> Task description:
Copy the listing below word for word, from its first line to its last.

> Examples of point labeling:
▬▬▬▬▬▬

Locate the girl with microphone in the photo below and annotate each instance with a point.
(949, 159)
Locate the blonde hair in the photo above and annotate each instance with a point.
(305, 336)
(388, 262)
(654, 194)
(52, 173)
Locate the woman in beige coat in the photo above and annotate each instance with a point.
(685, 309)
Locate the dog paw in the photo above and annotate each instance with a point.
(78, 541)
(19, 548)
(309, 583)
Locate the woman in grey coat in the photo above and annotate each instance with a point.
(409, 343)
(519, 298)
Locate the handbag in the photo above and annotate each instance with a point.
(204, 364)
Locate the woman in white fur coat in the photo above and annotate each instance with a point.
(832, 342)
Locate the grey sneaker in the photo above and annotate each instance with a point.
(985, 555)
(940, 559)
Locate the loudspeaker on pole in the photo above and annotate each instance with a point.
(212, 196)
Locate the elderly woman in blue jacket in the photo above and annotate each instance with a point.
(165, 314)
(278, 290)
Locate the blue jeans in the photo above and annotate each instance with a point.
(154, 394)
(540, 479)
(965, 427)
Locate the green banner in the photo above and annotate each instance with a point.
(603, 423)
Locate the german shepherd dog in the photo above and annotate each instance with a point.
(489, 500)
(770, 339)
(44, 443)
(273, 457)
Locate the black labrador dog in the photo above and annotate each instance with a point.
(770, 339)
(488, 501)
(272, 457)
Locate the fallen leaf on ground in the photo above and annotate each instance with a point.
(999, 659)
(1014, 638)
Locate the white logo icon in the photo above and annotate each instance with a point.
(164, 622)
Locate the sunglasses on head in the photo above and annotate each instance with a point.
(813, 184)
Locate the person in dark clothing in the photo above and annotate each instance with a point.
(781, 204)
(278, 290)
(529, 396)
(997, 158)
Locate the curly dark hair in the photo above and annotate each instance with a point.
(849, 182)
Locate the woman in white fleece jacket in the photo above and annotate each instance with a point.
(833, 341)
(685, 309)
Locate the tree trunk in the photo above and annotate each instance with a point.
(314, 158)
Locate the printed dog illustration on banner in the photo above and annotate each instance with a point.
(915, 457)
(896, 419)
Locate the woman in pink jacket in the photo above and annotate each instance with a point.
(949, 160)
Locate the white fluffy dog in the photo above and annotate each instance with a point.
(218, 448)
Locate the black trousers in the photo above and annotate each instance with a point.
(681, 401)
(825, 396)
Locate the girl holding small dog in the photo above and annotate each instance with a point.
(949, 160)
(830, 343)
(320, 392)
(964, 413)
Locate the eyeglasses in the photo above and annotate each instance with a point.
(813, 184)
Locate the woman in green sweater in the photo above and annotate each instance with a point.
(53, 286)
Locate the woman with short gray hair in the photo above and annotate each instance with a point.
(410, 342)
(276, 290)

▬▬▬▬▬▬

> Written answer:
Locate the girl with microphone in the photo below and annotate each instance with a point.
(949, 159)
Locate the blonde hair in the photo above and annotate each instance with a point.
(305, 336)
(388, 262)
(654, 194)
(52, 173)
Locate the woman in beige coat in the photo above and annotate each instance with a point.
(685, 309)
Locate the dog paw in the photo above and annotate each instance with a point.
(78, 541)
(19, 548)
(309, 583)
Locate the woman in grey coat in the photo above and annotate each instance with a point.
(409, 343)
(519, 298)
Locate the handbag in the photo above and annotate each instance with a point.
(204, 364)
Locate the woman in white fur coat in the photo above and annotate each instance with a point.
(832, 342)
Locate the grey sneaker in the photo above and annotate each instance with a point.
(985, 555)
(940, 559)
Locate the loudspeaker on pole in the photo above and annotate each instance with a point.
(212, 196)
Locate the elderly woman in blue jacket in the photo above and annotate each instance with a point.
(165, 314)
(278, 290)
Locate the blue jeans in the photo above and annotate each instance with a point.
(154, 394)
(540, 479)
(965, 427)
Locate the green banner in the photo above and annotate each instance with a point.
(603, 423)
Locate the german shepherd dog in the photo above and annotate each instance with a point.
(489, 500)
(770, 339)
(44, 443)
(273, 457)
Locate the black labrador dog in the photo above and annotate each instance with a point.
(770, 339)
(488, 501)
(272, 457)
Locate the fallen leaf on ground in the photo above and annotate each instance with a point.
(999, 659)
(1014, 638)
Locate the white logo icon in the photo above and annotate each instance with a point.
(164, 622)
Locate the sunglasses on head in the photo above and annotate each instance with a point.
(813, 184)
Locate the person in dark clothing in the photo above and annotate each instance with a point.
(781, 204)
(278, 290)
(529, 396)
(997, 158)
Locate the curly dark hair in the photo above and annotate each instance with a point.
(849, 182)
Locate the woman in white fleece jacket in the photo above and annotate each instance with a point.
(833, 341)
(685, 309)
Locate the tree trunk in the photo above and annotate each instance with a point.
(314, 158)
Locate the printed dog illustration on banner in the photo above and annotate each instance with a point.
(915, 457)
(896, 419)
Locate the woman in pink jacket in the photo above and annotate each instance with a point.
(949, 160)
Locate the white fluffy dog in the photo above and annotate each instance with a point.
(218, 448)
Locate the black trousers in the photo above and annotate each instance with a point.
(681, 401)
(825, 396)
Locate the girl holding small dog in the photo above and annotate each instance with a point.
(949, 160)
(830, 343)
(320, 392)
(964, 413)
Locate the eyeglasses in the photo above and annotate each instance with a point.
(813, 184)
Locate the woman in green sweater in the photo above and annotate each instance with a point.
(53, 286)
Locate the woman with short gray hair in the photo above and annotate each instance with a point.
(410, 342)
(276, 290)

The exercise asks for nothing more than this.